Skip to main content

Deep Sea Habitats

FULL REVIEW PAPER
Image
Deep sea
What is already happening?
  • The aragonitic calcium carbonate saturation horizon has become shallower by 10–15m per year in the subpolar North-east Atlantic. 
     
  • Laboratory experiments have shown that cold-water corals exposed to undersaturated aragonite conditions are unable to maintain the calcification of their skeletons. Lowered pH has been found to depress feeding activity in deep-sea demosponges and increase foraging times of deep-sea echinoids. 
     
  • Changes in the mean state of the North Atlantic Oscillation (NAO) has led to changes in water current strength and circulation in the North Atlantic, which has a negative impact on dispersal and settlement of the larvae of the cold-water coral Desmophyllum pertusum. 
CONFIDENCE LEVEL
LOW

Low evidence, medium agreement

There is a medium level of agreement and low amount of evidence concerning how deep-sea habitats are currently being affected by climate change. A general lack of long-term continuous sampling limits understanding. There is good agreement (but with low evidence) for decreasing pH in UK deep-sea waters.

What could happen in the future?
  • Under a high-emissions scenario, models predict that the amount of Particulate Organic Carbon (POC) reaching the Atlantic seafloor will decrease by ≤15%, resulting in a ≤7% reduction in benthic biomass. 
     
  • Under a high-emissions scenario, models predict a substantial decrease in seafloor habitat suitability for cold-water corals in the North Atlantic (~30° to 60° N), with ~85% of existing features predicted to be exposed to increasingly acidic waters by 2060. 
     
CONFIDENCE LEVEL
LOW

Low evidence, medium agreement

There is good consensus on the direction of change, but not on the magnitude of climate change effects on deep-sea habitats. Amount of evidence is low because few studies provide regional or local predictions, and models incorporating deep-sea habitats are relatively recent.

══════

According to the deep-sea habitats summary, by how much per year has the aragonitic calcium carbonate saturation horizon become shallower in the subpolar North-east Atlantic? The lines that come next are not needed for anything here.

══════

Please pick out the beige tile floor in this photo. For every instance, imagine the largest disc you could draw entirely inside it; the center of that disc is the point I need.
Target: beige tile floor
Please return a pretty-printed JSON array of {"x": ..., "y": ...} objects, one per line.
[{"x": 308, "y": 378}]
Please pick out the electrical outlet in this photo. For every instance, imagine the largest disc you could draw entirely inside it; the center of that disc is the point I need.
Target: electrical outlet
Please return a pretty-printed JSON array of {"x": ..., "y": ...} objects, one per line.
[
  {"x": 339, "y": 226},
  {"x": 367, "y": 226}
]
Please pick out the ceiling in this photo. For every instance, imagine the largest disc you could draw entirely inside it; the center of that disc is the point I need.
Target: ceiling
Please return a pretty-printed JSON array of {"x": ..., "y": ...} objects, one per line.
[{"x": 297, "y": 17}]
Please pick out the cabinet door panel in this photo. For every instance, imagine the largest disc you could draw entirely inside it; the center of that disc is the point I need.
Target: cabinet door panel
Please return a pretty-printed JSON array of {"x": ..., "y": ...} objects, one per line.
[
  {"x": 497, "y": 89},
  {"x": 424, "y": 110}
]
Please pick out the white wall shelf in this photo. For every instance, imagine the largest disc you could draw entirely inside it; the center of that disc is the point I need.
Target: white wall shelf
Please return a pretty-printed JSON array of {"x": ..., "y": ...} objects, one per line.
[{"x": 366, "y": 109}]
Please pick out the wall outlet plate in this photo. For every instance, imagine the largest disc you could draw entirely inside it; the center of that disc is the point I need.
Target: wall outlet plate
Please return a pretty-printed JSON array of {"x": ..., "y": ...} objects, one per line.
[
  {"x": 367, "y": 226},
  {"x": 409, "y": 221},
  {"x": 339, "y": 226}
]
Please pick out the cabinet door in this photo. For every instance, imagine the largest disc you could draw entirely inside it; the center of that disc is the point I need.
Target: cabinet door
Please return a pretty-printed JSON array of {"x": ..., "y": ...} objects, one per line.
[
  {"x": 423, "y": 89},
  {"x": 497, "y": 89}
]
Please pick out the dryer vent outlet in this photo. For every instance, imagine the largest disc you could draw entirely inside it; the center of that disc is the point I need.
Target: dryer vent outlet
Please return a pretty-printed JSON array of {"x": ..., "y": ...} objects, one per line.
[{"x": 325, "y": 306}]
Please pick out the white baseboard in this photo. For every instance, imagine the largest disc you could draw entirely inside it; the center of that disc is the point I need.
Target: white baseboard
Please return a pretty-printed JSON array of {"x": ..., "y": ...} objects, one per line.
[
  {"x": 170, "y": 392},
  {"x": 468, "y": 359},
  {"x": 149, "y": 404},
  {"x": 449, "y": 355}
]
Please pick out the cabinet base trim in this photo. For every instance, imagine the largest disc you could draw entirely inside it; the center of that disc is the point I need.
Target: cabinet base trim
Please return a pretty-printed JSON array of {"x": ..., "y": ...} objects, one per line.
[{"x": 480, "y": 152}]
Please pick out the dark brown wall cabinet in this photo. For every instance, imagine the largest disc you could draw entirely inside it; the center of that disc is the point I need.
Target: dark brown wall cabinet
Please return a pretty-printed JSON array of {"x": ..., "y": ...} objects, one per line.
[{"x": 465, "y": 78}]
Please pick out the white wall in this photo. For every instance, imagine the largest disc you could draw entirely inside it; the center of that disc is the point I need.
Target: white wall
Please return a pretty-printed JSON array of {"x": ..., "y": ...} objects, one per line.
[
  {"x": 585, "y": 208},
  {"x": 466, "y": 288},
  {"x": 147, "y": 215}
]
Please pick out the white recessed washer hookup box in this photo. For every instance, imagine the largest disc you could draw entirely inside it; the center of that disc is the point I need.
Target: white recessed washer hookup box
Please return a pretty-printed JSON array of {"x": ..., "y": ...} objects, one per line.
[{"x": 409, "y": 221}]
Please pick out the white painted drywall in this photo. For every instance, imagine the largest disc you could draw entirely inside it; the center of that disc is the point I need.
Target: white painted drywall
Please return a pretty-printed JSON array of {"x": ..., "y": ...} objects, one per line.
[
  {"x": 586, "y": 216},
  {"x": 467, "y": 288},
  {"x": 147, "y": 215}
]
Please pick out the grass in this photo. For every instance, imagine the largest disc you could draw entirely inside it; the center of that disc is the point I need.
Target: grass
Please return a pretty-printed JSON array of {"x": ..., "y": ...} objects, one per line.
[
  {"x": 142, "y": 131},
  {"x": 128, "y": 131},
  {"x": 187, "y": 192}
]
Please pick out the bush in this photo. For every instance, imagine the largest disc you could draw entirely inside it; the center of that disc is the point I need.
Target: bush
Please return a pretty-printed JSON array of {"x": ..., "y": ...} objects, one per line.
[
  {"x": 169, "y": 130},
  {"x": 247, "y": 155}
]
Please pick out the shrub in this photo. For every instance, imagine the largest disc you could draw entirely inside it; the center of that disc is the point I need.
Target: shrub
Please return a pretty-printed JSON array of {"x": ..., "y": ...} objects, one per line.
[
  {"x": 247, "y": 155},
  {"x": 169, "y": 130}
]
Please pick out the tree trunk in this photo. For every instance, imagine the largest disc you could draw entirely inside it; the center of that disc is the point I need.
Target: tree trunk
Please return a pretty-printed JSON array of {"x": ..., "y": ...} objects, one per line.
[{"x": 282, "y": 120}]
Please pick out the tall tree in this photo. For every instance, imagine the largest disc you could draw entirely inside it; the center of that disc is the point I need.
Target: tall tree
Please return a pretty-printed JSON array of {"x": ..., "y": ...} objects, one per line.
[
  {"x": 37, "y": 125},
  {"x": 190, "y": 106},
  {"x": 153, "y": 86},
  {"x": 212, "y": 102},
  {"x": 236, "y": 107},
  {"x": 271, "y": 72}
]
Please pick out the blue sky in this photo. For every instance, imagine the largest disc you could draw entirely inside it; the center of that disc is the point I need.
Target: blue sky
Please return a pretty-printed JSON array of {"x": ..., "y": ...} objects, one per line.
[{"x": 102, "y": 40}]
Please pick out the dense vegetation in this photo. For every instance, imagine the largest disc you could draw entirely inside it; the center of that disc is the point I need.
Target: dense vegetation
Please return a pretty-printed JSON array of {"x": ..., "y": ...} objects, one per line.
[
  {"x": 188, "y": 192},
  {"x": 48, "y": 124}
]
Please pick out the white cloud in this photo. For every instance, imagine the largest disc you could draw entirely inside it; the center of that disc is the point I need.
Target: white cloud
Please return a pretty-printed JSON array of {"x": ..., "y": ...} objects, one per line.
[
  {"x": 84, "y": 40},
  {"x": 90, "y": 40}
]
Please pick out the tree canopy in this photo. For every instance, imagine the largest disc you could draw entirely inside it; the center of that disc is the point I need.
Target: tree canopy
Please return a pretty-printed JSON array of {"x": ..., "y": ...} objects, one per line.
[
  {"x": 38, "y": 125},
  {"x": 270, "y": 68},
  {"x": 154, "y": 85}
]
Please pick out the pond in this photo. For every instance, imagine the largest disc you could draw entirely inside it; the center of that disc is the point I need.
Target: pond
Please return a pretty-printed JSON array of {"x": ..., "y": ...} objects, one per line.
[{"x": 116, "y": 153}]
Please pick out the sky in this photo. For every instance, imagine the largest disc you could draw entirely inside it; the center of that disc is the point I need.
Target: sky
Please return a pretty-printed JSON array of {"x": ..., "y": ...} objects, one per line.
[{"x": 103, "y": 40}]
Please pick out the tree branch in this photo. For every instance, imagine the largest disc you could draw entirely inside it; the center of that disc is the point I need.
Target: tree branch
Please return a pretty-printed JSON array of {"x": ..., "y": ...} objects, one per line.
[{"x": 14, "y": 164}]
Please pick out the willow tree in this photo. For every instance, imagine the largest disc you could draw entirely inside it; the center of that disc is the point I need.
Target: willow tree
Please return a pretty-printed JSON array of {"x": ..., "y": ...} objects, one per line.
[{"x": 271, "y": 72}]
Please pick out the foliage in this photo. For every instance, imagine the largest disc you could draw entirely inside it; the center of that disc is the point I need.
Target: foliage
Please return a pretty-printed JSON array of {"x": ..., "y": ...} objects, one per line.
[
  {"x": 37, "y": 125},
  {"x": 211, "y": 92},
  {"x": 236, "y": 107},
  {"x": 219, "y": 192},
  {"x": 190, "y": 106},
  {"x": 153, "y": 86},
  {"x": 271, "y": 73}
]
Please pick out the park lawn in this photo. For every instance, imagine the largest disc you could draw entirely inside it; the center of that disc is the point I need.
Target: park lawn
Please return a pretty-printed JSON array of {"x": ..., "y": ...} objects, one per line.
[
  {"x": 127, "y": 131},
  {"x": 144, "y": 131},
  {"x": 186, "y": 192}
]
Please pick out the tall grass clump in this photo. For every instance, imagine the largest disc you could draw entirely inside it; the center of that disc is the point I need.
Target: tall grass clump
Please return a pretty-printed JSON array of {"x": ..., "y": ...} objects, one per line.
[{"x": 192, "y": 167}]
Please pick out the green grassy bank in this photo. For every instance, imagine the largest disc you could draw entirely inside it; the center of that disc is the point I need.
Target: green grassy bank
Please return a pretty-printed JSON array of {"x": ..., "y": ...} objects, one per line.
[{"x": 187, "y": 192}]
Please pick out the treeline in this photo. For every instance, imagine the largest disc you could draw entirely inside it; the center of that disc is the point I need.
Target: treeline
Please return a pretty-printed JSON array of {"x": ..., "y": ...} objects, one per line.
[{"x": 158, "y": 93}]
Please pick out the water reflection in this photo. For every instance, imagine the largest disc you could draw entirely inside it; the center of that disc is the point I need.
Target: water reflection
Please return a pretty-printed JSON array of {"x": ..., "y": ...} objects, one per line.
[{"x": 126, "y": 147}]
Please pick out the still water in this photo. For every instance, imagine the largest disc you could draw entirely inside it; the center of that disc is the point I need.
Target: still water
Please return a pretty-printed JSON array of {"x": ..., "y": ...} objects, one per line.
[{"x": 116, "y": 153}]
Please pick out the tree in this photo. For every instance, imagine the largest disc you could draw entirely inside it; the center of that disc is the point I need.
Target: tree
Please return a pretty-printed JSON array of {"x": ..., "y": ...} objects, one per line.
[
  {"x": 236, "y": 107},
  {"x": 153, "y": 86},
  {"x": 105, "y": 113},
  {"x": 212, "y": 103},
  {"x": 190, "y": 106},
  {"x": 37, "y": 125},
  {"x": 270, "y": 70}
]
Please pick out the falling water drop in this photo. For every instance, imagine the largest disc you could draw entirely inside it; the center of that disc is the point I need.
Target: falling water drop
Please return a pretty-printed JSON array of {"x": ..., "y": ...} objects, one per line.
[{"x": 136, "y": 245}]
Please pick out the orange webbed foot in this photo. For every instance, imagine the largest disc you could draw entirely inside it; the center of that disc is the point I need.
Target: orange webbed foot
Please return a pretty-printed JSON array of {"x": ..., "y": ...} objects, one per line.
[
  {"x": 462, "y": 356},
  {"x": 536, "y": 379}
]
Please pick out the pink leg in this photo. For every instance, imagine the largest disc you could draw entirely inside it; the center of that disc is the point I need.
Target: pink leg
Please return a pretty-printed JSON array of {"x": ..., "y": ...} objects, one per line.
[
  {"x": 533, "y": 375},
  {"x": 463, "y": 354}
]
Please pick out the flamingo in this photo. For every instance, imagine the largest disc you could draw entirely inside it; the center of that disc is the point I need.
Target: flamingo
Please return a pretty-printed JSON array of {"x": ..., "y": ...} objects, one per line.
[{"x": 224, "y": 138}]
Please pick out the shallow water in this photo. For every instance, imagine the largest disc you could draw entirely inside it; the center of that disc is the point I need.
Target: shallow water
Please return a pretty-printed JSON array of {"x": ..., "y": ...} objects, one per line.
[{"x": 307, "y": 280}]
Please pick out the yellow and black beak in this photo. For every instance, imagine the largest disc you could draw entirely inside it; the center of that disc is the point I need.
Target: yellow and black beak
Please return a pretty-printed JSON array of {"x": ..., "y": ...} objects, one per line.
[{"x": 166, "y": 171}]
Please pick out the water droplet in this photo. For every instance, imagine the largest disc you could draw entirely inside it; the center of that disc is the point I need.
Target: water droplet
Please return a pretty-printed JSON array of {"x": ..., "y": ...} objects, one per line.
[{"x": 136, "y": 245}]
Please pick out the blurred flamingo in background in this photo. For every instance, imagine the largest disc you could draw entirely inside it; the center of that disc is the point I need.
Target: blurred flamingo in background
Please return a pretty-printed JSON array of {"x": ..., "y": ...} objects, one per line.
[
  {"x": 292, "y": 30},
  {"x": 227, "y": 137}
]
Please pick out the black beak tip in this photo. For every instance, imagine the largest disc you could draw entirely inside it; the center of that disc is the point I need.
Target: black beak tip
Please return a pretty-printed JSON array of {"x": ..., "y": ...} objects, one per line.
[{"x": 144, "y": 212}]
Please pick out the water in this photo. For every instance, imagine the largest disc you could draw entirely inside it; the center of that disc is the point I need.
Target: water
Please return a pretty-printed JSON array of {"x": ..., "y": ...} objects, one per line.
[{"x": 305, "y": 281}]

══════

**ANSWER**. By 10–15m per year.